» Aim of the exercise
A faithful, complete copy of the records is required.

*** Opening of Data shown ***

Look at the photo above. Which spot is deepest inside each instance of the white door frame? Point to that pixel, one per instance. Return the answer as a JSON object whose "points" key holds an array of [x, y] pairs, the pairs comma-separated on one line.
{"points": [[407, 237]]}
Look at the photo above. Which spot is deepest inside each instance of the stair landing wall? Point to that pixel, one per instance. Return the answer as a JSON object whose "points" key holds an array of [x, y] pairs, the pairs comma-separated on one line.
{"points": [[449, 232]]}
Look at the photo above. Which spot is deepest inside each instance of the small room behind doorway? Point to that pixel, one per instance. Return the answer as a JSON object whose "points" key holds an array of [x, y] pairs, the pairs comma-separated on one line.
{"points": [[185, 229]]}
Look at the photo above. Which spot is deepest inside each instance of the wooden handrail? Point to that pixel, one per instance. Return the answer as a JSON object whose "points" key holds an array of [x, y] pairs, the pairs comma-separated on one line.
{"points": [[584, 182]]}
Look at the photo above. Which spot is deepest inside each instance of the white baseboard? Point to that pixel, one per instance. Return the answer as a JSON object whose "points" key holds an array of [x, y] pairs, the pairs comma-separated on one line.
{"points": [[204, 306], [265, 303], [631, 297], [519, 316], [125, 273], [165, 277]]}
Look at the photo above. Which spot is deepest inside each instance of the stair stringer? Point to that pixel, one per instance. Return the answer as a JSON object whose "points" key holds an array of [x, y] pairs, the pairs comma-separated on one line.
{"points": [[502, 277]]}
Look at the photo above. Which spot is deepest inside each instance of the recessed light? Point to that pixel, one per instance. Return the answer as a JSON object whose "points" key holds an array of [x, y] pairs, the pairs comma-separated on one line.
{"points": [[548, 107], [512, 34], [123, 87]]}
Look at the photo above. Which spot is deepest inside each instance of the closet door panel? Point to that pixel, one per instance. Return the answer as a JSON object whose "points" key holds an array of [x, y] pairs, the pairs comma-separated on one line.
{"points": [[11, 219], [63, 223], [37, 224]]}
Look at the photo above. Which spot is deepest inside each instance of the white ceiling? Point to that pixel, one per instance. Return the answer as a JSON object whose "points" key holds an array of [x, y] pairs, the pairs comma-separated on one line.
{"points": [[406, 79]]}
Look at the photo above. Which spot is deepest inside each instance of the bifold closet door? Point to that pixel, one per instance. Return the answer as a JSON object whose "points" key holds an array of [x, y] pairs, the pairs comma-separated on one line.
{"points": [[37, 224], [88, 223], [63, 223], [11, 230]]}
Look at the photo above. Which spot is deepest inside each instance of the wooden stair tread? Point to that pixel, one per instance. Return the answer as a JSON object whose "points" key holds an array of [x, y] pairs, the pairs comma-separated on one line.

*** Close of Data shown ***

» Solution
Look at the photo above. Which spot is deepest inside each instance of the white door frame? Point to that pixel, one per instance. Return the answer as a JSON object whose "points" key holds an array of [x, y] pairs, the pairs comma-separated on one line.
{"points": [[407, 237]]}
Look at the photo above. Which spot is deepest inside each instance of the stair landing wall? Point to that pixel, one per instance. Return the answer as a JSON object whose "points" key holds an array of [x, y] pairs, the pairs comma-separated on one line.
{"points": [[449, 232]]}
Look at the photo above. Which spot is deepest inside each instance of the small room behind doorway? Point to that pixel, one per instance. Return the answer as a JSON object whose "points" key holds an array of [x, y] pairs, the pairs comma-separated on one line.
{"points": [[185, 229]]}
Look at the photo above. Which spot is deepest inside each instance of the wooden handrail? Point to that pixel, one per instance. Return the answer as a JSON object whose "points" key holds an array of [x, y] pairs, the pairs comma-separated on one line.
{"points": [[584, 182]]}
Look at the photo above. Which spot is deepest inside each instance of the white baseboard? Point to that pixel, one per instance. Return the answer as a JSON object whose "points" key holds an array of [x, y] pairs, the pairs comma-separated on one line.
{"points": [[204, 306], [265, 303], [631, 297], [519, 316], [125, 273], [165, 277]]}
Look at the photo above. Which spot is deepest inside each instance of the stair stringer? Point to that pixel, one per instance. Return the answer as a JSON object whose "points" key holds an array of [x, y] pairs, the pairs comma-separated on one line.
{"points": [[502, 277]]}
Look at the photo above. Which spot is deepest inside each instance of the recessed light? Point to that pixel, one per instance. Return the answer as a JSON object whose "points" key holds an array of [x, y] pairs, the pairs comma-separated on one line.
{"points": [[548, 107], [512, 34], [123, 87]]}
Look at the photo above. Which spot is deepest inside each instance of the closet door panel? Point to that pixel, one per instance. Return the answer as a JSON object whose "points" key holds an array of [x, y] pairs, the pairs comma-separated on one line.
{"points": [[11, 219], [63, 223], [37, 224]]}
Look at the photo above. Which spot is deepest inside each instance of the white ceiling? Point to that pixel, one per instance. Return the answer as a JSON object whose "points" key holds an array of [x, y] pairs, the pairs comma-separated on one line.
{"points": [[406, 79]]}
Look at the photo above. Which spot is deepest inside each instance of the bifold closet door? Point to that pixel, one per instance. Return the answer as a JSON object whose "points" key holds an array of [x, y] pairs, the pairs comma-separated on one line.
{"points": [[37, 224], [88, 223], [63, 223], [11, 230]]}
Look at the photo above. Which spot is deepest inside each instance of the wooden stair tread? Point to that pixel, one per instance. Return the answer as a JSON object whose "points" key holds an array of [x, y] pairs, the pairs comma-separated on one line.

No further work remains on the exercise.